=== DIRECTION ===
Rewrite the data below with every instance of "smartphone" changed to "mobile phone", leaving all other lines untouched.

═══ GIVEN RECORDS ═══

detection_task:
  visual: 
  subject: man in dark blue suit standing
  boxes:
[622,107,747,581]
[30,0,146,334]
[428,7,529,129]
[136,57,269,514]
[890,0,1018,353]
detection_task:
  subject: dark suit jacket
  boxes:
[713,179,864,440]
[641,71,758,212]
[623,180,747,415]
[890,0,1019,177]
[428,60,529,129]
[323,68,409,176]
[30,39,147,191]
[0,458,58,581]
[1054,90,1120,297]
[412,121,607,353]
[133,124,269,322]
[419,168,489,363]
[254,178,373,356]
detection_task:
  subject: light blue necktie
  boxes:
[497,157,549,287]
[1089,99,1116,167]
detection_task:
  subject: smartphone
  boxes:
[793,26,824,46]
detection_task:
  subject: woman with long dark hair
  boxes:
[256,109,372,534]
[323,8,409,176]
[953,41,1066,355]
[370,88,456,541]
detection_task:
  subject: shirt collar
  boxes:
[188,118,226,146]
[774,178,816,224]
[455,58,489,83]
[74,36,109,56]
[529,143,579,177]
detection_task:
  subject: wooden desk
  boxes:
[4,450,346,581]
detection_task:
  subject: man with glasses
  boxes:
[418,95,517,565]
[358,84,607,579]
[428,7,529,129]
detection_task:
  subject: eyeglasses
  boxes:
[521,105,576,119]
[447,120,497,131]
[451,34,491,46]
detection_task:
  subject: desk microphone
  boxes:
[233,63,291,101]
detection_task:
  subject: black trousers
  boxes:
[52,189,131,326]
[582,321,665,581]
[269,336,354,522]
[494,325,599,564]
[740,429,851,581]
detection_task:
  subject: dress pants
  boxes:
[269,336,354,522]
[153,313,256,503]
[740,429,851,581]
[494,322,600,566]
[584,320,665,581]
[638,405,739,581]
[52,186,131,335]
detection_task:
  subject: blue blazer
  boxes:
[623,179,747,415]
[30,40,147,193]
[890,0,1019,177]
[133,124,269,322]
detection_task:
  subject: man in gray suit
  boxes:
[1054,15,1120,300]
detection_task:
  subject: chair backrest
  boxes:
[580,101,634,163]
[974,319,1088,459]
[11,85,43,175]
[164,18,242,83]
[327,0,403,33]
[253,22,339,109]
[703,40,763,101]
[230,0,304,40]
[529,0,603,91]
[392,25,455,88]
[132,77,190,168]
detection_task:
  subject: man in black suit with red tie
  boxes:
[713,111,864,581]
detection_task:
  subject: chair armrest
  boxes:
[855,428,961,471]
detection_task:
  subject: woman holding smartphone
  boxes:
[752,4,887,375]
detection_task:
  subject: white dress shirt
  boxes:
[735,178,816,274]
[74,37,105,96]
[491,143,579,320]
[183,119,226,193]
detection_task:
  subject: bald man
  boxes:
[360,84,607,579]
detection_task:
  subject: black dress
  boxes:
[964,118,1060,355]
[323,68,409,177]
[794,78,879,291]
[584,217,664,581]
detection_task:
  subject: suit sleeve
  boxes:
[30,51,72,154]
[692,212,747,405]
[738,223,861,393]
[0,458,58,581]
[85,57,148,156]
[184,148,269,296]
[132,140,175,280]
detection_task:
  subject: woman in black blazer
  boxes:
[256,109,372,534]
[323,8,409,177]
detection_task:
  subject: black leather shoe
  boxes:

═══

=== SOLUTION TO THIS TASK ===
detection_task:
  visual: 
  subject: man in dark blue suit standing
  boxes:
[622,107,747,581]
[30,0,146,334]
[428,7,529,129]
[136,57,269,514]
[890,0,1018,353]
detection_task:
  subject: dark suit jacket
  boxes:
[713,179,864,440]
[641,71,758,212]
[623,180,747,415]
[890,0,1019,177]
[428,60,529,129]
[323,68,409,176]
[30,39,147,191]
[0,458,58,581]
[1054,90,1120,297]
[412,121,607,353]
[133,124,269,322]
[419,168,489,363]
[254,178,373,356]
detection_task:
  subject: light blue necktie
  boxes:
[497,157,549,287]
[1089,99,1116,167]
detection_task:
  subject: mobile phone
  boxes:
[793,26,824,46]
detection_task:
  subject: woman with long dark hair
  boxes:
[256,109,372,534]
[323,8,409,176]
[953,41,1066,355]
[370,88,456,541]
detection_task:
  subject: shirt collar
  boxes:
[188,118,226,146]
[774,178,816,224]
[455,58,489,83]
[74,36,109,56]
[529,143,579,177]
detection_task:
  subject: wooden desk
  boxes:
[4,450,346,581]
detection_task:
  subject: man with glasses
  boxes:
[418,95,517,565]
[358,84,607,579]
[428,7,529,129]
detection_task:
  subject: eyeglasses
  boxes:
[521,105,576,119]
[447,120,497,131]
[451,34,491,46]
detection_task:
  subject: desk microphone
  boxes:
[233,63,291,101]
detection_task:
  subject: black trousers
  boxes:
[52,189,131,326]
[582,321,665,581]
[269,336,354,522]
[494,325,599,564]
[740,429,851,581]
detection_task:
  subject: dress pants
  boxes:
[269,336,354,522]
[153,313,256,503]
[740,429,851,581]
[494,322,600,566]
[584,320,665,581]
[638,405,739,581]
[52,186,131,335]
detection_task:
  subject: blue blazer
  boxes:
[623,179,747,415]
[30,40,147,193]
[890,0,1019,177]
[133,124,269,322]
detection_task:
  subject: man in gray suit
  boxes:
[1054,15,1120,300]
detection_task:
  subject: chair backrest
  boxes:
[580,101,634,163]
[974,319,1088,459]
[11,85,43,175]
[164,18,242,83]
[327,0,403,33]
[253,22,339,109]
[703,40,763,101]
[230,0,304,40]
[529,0,603,91]
[392,25,455,88]
[132,77,190,168]
detection_task:
  subject: man in black suit with red tie
  boxes:
[713,111,864,581]
detection_task:
  subject: chair armrest
  boxes:
[855,428,961,471]
detection_task:
  subject: woman holding mobile phone
  boxes:
[752,4,887,375]
detection_task:
  subject: white dress shirt
  boxes:
[735,178,816,274]
[74,37,105,96]
[491,143,579,320]
[183,119,226,193]
detection_task:
  subject: bald man
  boxes:
[360,84,607,579]
detection_task:
  subject: black dress
  boxes:
[964,118,1060,355]
[323,68,409,177]
[794,78,879,291]
[584,217,664,581]
detection_task:
  subject: suit sleeve
  boxes:
[30,51,72,154]
[692,212,747,405]
[738,223,861,393]
[0,458,58,581]
[85,57,148,156]
[184,148,269,296]
[132,140,175,280]
detection_task:
  subject: woman in black blazer
  boxes:
[256,109,372,534]
[323,8,409,177]
detection_task:
  subject: black leather shoe
  boxes:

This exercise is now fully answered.